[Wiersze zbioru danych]
»»
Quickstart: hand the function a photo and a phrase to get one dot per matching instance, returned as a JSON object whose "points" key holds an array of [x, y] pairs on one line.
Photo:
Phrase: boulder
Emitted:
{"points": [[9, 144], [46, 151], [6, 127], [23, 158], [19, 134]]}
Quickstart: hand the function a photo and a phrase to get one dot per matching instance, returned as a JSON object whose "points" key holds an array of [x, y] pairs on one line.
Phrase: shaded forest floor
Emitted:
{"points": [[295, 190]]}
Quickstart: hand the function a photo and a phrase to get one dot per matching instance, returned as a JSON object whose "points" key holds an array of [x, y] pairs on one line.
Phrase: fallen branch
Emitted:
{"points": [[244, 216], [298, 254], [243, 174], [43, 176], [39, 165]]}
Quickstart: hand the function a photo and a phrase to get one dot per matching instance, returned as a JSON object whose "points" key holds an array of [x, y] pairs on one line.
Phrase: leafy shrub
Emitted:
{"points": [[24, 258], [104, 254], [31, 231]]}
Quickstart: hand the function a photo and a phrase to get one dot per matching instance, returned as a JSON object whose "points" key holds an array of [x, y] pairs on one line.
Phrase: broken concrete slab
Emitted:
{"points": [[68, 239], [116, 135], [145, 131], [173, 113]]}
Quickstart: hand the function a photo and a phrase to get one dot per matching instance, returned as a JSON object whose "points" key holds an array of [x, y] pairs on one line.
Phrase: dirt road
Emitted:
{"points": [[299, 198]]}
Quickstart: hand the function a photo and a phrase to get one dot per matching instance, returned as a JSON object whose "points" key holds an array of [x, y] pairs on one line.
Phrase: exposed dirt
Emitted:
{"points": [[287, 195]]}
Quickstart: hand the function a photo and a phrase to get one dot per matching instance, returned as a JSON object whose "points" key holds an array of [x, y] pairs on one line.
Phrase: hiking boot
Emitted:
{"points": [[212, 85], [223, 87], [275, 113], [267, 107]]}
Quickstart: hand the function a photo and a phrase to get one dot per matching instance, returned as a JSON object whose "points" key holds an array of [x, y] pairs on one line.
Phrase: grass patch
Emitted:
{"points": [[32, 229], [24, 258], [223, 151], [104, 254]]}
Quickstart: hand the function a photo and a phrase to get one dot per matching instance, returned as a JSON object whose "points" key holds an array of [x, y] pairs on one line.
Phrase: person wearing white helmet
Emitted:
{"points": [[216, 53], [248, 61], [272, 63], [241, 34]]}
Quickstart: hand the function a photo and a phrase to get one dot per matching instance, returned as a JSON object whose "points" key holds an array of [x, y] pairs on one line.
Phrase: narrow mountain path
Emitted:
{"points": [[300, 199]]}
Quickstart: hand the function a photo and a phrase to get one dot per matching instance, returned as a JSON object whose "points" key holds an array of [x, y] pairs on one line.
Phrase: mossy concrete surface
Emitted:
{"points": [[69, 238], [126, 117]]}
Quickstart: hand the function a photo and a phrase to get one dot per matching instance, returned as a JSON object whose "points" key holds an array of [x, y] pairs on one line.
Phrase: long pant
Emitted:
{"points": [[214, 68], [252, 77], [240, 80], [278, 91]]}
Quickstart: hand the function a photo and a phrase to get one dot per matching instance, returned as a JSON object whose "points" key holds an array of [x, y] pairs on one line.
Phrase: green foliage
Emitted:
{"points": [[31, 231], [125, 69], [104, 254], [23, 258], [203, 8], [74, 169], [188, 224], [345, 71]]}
««
* **ZADANIE DO WYKONANIA**
Wybierz z powyższych wpisów każdy wiersz, w którym występuje słowo „concrete”, i przepisz te wiersze.

* **ROZWIĄZANIE ZADANIA**
Phrase: broken concrete slab
Phrase: mossy concrete surface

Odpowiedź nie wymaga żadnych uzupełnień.